------ SOURCE MATERIAL ------
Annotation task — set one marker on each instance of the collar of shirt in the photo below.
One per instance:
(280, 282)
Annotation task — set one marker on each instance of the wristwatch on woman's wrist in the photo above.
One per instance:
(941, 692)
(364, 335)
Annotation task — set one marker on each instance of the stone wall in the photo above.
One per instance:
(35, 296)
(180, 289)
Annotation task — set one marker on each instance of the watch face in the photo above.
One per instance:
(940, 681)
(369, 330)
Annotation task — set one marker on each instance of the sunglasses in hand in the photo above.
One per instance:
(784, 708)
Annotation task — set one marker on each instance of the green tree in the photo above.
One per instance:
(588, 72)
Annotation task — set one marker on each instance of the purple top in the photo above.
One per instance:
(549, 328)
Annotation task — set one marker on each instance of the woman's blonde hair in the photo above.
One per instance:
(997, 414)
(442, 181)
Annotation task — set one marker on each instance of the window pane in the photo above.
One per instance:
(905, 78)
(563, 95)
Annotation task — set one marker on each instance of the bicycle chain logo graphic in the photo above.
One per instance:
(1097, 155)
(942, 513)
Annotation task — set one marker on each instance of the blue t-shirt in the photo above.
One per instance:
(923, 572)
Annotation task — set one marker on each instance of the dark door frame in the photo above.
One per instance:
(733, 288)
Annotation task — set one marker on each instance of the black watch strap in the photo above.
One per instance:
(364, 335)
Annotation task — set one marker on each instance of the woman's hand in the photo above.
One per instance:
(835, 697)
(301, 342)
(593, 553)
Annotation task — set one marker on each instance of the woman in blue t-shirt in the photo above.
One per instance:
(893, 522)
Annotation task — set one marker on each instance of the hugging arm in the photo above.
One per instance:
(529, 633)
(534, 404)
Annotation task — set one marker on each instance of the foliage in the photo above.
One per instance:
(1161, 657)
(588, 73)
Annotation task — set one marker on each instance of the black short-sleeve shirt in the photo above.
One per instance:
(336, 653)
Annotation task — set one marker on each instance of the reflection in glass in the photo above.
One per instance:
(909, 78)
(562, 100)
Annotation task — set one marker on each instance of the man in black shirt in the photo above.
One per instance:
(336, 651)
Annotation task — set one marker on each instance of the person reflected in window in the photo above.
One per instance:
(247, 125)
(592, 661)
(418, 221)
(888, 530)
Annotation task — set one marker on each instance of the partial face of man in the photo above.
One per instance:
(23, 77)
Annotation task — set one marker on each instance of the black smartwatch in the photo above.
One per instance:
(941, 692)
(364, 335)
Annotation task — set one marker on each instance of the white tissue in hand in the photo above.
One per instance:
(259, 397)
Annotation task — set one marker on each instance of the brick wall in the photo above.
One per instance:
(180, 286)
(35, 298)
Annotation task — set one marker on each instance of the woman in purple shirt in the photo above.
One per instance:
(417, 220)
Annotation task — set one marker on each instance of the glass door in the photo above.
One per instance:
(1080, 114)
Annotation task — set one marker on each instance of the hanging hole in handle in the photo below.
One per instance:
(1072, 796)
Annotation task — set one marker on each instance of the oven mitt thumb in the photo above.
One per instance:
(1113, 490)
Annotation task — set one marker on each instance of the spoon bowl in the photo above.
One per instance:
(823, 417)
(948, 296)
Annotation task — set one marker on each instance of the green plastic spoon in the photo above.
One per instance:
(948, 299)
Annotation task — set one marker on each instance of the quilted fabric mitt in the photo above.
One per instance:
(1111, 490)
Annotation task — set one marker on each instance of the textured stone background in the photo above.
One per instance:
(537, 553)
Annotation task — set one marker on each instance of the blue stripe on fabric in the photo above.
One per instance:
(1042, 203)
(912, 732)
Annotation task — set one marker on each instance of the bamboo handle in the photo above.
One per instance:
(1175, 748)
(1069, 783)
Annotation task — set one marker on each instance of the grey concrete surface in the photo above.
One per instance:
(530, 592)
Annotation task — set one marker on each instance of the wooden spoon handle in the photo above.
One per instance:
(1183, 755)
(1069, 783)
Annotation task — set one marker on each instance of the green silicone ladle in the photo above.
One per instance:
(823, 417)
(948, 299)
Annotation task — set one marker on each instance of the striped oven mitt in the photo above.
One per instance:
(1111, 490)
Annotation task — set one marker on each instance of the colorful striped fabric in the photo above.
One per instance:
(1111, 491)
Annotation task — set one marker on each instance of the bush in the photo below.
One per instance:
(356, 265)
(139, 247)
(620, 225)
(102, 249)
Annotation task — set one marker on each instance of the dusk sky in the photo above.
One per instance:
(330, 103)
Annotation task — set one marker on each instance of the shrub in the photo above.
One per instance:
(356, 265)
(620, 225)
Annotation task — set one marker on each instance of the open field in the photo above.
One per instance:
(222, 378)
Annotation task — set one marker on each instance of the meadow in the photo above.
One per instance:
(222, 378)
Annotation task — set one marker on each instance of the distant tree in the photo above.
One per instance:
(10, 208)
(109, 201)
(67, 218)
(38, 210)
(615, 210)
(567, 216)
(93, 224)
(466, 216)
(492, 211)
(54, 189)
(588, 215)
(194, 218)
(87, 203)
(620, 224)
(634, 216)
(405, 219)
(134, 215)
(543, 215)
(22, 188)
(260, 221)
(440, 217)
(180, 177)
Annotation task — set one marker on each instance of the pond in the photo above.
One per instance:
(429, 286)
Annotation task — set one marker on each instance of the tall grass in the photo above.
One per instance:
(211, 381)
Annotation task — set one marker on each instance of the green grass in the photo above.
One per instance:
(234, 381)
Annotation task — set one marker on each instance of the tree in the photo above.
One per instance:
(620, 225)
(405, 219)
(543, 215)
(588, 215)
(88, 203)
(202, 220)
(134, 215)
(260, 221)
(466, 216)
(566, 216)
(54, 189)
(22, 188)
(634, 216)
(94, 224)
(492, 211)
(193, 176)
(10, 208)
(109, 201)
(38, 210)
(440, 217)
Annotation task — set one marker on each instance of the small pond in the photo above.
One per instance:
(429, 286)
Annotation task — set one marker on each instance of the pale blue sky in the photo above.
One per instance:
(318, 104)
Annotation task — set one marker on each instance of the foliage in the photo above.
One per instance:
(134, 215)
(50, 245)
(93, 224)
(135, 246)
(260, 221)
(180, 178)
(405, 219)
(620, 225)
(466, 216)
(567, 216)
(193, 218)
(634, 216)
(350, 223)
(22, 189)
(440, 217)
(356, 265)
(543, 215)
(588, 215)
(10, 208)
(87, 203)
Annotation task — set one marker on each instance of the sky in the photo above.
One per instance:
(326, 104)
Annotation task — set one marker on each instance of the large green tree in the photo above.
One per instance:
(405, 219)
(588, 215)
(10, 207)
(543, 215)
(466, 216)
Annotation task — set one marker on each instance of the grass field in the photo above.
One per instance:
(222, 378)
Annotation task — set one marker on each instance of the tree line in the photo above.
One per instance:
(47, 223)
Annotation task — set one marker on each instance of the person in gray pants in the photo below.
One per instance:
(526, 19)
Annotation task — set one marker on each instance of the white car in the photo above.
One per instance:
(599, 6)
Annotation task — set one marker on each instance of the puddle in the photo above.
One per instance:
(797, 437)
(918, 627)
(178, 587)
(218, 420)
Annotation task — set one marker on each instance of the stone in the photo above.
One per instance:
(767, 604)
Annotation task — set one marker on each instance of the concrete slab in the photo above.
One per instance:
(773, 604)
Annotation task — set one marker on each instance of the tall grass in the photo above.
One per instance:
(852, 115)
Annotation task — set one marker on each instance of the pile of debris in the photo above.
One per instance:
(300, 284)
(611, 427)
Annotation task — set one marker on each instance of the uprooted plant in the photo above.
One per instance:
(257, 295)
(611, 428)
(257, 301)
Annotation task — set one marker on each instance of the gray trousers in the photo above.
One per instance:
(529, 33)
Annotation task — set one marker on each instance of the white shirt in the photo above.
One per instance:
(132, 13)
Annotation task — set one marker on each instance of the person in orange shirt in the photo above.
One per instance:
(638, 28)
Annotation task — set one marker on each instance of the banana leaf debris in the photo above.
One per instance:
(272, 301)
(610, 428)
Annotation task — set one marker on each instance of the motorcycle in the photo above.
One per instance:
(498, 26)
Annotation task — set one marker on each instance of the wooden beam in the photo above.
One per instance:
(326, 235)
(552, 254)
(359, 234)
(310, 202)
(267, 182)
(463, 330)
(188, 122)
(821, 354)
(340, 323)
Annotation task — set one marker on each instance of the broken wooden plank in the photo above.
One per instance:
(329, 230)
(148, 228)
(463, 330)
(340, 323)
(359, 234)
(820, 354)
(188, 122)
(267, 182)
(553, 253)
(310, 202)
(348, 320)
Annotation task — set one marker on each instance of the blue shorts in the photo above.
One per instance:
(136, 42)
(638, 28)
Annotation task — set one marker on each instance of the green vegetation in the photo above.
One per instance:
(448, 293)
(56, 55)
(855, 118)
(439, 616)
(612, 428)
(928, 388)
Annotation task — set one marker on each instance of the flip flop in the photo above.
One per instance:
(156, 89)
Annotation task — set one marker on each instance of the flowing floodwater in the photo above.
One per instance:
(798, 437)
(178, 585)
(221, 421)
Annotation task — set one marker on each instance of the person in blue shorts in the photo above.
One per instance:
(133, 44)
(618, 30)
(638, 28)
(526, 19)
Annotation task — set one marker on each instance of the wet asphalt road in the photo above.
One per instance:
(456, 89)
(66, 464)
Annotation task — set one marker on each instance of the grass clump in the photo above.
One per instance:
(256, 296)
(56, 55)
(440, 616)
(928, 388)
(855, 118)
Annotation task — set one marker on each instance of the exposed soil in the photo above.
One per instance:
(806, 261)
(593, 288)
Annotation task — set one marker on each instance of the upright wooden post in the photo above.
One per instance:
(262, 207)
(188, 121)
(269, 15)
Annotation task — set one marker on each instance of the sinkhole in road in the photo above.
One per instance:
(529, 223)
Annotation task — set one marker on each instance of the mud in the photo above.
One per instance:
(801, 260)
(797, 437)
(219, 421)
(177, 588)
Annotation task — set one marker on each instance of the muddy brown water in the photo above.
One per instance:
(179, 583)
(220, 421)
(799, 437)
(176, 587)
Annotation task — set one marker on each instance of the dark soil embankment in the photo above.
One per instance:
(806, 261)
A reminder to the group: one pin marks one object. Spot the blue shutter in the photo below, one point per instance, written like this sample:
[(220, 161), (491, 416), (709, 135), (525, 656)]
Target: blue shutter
------
ASSIGNMENT: Return all lines above that mention the word "purple".

WRITTEN ANSWER:
Annotation task — set one marker on each instance of the purple top in the photo above.
Annotation task — set one marker on each instance of the woman in purple shirt in the photo above.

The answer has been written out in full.